Yes, that can certainly give a huge boost, no matter what the language.

------
fsloth
Yes yes, "True artists ship". In general though I would say that you can and
should strive both for end-user value and overall systems quality.

I agree to a point - the pattern du-jour has little to do with good code. I
also agree - to a point - that prototyping should produce results as fast as
possible. It's very hard to create something new and novel without rambling
prototypes. You need those to feed your intuition on what aspects are critical
and what are not.

As a general guideline, though, this is horrible advice. Although it depends
on the definition of "ugly". I would pragmatically define beautiful code as
something that is as simple as it can be to implement a useful set of end-user
functionality, contains only acyclic dependencies, obeys the key-rule of DNRY
(do not repeat yourself), is buildable using a single developer action, is
preferably automatically deployed ... and so on and so on.

The key metric to beautiful code in my opinion is that the code and it's host
system is in every way as simple as it can be. Sometimes you need a few
abstraction layers to simplify the total complexity, often you don't.

It's not just the code. It's how it integrates with the rest of the world that
matters. The integration points can be productivity multipliers for the
organization.

And, as a developer, you can learn all the time. The better systems you build,
the better the next system will be (unless it happens to be the second system
where you traditionally must try to implement something horribly baroque). You
have to be learning constantly to grow as a developer. You have to consciously
strive towards simplicity and elegance, because otherwise you will get stuck.
If you accept bad code as "good enough" always, I fear you will not grow up to
your full potential.

Exercise details
In the forum post on beautiful code, what does the abbreviation DNRY stand for?

Data records
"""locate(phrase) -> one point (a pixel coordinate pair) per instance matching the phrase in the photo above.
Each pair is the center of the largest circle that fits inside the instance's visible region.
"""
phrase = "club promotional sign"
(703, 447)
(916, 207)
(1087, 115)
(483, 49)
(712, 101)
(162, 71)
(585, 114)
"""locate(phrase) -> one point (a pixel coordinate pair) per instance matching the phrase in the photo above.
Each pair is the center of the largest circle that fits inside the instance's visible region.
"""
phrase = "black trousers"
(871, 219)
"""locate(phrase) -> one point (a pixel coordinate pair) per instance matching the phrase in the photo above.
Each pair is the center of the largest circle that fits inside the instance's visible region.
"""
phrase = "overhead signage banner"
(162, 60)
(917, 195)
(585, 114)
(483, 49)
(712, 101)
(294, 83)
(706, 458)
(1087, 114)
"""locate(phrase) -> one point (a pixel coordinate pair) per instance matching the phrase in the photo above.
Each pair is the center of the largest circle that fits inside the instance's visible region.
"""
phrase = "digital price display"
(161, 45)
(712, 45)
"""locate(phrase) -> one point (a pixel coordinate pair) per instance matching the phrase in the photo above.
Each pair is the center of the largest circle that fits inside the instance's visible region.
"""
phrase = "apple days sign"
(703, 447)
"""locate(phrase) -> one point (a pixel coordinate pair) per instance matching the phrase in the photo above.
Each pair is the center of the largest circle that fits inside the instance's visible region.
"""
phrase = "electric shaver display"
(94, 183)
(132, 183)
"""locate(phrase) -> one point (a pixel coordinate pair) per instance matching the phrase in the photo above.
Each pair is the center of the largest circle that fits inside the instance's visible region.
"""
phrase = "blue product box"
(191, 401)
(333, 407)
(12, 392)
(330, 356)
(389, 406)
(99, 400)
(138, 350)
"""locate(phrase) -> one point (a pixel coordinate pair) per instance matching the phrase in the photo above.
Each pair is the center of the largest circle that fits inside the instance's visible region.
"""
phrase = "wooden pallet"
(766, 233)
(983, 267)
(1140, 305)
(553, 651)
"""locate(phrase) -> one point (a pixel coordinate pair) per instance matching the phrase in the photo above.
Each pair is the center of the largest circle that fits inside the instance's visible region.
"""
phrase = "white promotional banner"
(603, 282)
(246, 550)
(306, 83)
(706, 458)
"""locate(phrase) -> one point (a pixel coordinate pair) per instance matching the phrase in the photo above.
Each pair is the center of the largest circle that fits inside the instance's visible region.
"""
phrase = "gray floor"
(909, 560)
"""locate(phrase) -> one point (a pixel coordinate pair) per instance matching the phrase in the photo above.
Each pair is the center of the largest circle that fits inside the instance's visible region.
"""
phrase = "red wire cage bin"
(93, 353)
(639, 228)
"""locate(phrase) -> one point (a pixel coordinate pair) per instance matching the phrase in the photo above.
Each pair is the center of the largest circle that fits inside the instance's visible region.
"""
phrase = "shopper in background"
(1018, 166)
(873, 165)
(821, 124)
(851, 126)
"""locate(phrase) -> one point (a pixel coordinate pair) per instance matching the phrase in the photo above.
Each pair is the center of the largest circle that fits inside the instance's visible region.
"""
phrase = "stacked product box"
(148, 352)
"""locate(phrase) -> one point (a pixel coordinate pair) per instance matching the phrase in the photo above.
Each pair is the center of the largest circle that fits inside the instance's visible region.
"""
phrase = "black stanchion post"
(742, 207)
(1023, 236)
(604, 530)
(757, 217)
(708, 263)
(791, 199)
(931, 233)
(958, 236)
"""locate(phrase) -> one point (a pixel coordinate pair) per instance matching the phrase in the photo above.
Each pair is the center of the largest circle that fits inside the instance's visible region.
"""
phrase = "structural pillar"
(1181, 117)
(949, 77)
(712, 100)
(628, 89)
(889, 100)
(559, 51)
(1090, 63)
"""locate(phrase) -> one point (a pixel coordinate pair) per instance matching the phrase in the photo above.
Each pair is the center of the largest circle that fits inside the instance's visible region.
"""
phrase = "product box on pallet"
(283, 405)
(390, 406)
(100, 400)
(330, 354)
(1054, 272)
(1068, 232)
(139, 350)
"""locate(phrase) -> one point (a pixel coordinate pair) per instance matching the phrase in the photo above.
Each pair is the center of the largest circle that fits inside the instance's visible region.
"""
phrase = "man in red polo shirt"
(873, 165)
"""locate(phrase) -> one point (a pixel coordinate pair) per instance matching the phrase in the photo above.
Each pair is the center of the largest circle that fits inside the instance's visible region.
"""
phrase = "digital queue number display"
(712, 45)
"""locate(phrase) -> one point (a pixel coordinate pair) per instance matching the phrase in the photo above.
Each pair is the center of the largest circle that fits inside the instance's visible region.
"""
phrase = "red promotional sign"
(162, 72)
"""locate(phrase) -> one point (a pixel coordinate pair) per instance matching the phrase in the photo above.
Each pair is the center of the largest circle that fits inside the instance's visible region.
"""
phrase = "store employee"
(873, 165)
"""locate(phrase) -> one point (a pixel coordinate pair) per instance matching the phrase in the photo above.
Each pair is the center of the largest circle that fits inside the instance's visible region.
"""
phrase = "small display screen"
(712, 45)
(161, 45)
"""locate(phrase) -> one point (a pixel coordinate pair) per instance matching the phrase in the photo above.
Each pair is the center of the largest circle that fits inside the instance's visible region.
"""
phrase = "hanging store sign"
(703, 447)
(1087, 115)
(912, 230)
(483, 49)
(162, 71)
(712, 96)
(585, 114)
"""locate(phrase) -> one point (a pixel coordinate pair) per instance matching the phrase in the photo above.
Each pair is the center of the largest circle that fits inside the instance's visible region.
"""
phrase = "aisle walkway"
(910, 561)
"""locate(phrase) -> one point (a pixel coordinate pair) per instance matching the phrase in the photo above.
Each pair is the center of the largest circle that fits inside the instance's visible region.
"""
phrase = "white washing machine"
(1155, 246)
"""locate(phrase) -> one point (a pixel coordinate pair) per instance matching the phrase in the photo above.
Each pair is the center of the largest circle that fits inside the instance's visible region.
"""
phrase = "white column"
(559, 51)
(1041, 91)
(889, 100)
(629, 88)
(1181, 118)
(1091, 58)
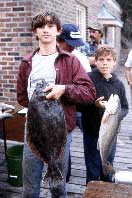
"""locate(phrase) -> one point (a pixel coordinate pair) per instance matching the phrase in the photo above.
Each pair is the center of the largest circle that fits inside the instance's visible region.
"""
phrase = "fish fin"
(108, 169)
(54, 177)
(98, 146)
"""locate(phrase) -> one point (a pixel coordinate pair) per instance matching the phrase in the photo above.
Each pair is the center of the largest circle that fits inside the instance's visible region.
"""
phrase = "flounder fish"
(46, 131)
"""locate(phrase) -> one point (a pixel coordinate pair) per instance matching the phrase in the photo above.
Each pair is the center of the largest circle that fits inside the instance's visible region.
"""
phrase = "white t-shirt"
(83, 59)
(42, 68)
(128, 62)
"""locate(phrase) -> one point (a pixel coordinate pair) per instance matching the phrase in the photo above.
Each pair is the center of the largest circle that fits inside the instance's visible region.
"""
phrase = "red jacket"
(69, 72)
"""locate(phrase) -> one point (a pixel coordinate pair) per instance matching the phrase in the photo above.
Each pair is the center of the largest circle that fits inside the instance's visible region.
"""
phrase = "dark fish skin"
(46, 131)
(107, 134)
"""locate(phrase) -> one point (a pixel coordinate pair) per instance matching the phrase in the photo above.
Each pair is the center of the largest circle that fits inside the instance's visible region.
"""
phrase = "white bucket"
(124, 177)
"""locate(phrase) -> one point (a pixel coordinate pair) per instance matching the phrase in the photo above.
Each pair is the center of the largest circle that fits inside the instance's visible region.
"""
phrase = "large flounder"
(46, 131)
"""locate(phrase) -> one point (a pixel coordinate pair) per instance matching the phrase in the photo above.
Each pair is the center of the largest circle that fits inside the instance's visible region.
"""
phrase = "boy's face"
(65, 46)
(105, 64)
(47, 33)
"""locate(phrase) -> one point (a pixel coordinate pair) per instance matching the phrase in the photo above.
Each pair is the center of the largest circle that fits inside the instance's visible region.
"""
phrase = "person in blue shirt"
(90, 47)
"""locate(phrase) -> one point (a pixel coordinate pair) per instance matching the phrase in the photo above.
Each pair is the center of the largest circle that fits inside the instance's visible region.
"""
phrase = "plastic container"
(14, 164)
(123, 177)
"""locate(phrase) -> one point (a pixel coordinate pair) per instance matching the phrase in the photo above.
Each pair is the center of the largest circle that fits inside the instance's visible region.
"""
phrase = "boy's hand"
(100, 103)
(56, 91)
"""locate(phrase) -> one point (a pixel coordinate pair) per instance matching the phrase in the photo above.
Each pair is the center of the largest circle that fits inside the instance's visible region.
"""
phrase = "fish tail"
(54, 177)
(108, 169)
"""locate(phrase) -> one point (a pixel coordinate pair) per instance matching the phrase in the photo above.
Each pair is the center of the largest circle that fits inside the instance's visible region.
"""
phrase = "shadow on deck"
(76, 185)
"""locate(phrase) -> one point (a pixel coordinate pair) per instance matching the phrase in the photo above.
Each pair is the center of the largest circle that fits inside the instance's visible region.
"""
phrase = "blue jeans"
(93, 160)
(79, 120)
(32, 171)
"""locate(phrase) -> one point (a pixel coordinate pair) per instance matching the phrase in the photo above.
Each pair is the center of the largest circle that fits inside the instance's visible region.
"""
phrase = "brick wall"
(15, 41)
(16, 36)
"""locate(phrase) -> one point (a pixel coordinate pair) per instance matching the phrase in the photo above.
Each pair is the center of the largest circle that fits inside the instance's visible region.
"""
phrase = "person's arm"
(91, 60)
(22, 78)
(127, 75)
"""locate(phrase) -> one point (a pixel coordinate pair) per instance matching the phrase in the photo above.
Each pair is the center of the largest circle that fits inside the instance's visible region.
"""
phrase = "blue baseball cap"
(71, 35)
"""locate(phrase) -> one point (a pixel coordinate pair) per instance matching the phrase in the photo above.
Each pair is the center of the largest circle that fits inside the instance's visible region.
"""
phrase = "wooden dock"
(76, 185)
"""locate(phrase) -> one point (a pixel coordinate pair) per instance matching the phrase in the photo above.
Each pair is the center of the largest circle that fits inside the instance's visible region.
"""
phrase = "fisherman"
(69, 40)
(68, 82)
(106, 83)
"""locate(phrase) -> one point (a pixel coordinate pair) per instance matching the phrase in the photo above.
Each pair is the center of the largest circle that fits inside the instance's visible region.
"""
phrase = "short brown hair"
(104, 50)
(45, 18)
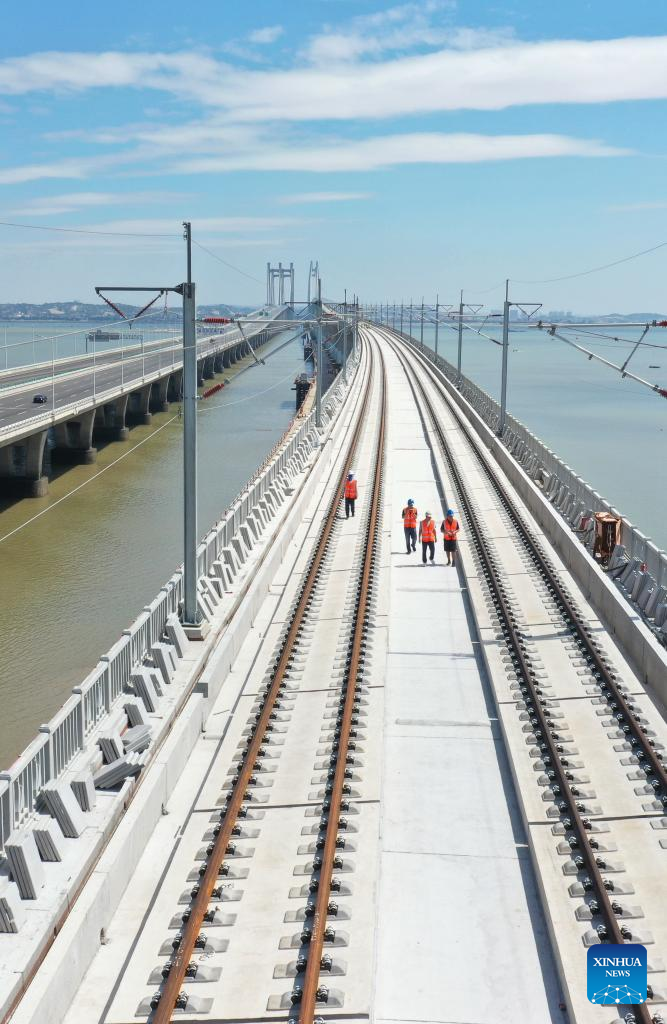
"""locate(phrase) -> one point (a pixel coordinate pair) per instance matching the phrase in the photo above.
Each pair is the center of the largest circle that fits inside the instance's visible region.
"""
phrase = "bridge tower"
(280, 275)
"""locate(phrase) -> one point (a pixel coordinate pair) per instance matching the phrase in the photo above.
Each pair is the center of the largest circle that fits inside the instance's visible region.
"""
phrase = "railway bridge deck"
(377, 790)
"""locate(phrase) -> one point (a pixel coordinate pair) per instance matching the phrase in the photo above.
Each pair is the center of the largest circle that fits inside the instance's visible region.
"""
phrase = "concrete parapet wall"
(181, 689)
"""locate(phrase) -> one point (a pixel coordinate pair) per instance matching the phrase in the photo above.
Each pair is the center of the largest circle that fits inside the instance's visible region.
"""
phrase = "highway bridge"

Correct result
Do not repeat yourself.